**Source material:**
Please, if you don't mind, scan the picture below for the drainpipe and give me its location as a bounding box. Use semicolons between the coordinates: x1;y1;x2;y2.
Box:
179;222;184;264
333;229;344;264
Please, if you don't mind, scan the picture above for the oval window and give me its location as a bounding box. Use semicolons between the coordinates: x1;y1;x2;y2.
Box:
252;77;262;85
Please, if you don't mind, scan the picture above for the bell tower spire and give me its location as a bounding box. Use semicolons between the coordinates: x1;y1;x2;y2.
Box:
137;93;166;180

...

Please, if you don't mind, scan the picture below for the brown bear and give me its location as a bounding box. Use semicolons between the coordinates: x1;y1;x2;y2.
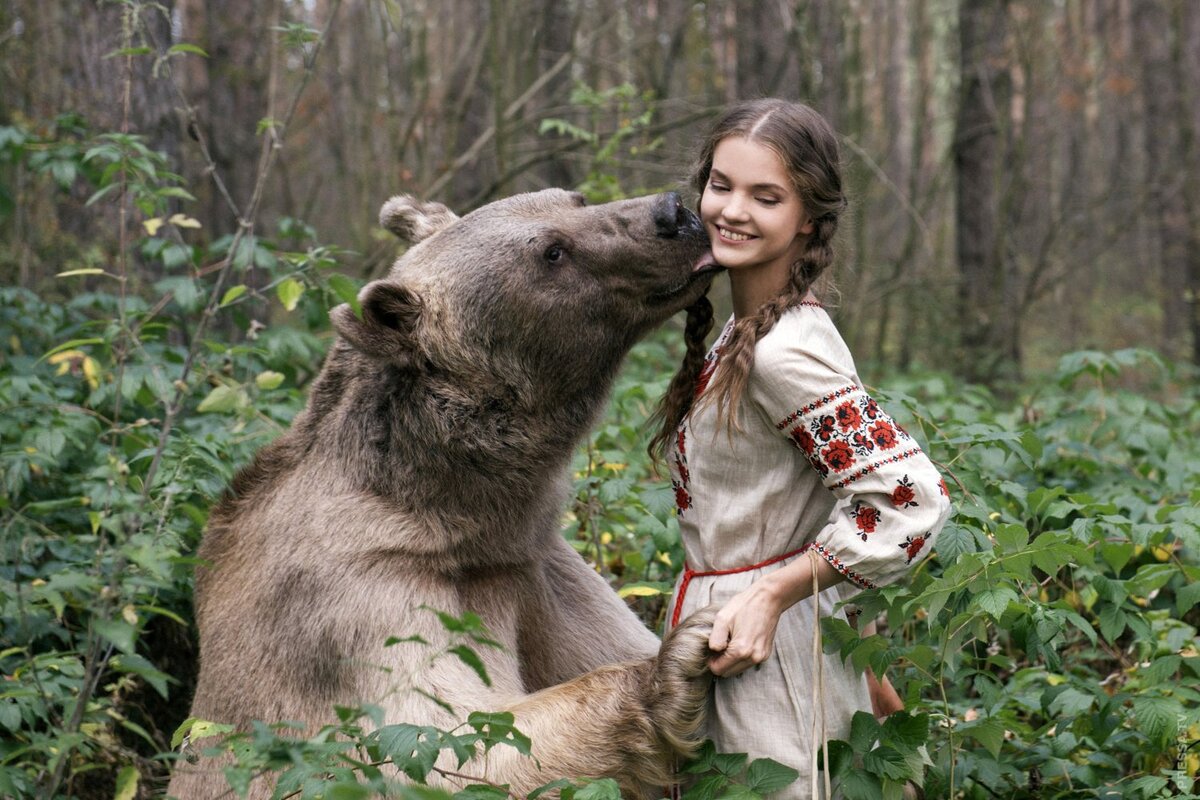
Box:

**What to work on:**
Reproduce word for word the lines of the records beginning with the line containing "for the drainpipe" and ending with the line containing "137;93;166;180", including both.

**Response to this exercise:**
Please, if you don't mind, scan the picture below for the drainpipe and give me its location as a bounding box. Use semicolons between the coordinates: x1;y1;x2;y2.
Box:
179;222;184;264
333;229;344;264
Please, if you don't mind, scan the picture above for the oval window and give me its location as a bounding box. Use semicolons between the coordinates: x1;y1;x2;y2.
Box:
252;77;262;85
Please, if you don't mind, scan the picture above for the bell tower spire and give me its location as a bounding box. Use semicolons between the coordinates: x1;y1;x2;y2.
Box:
137;93;166;180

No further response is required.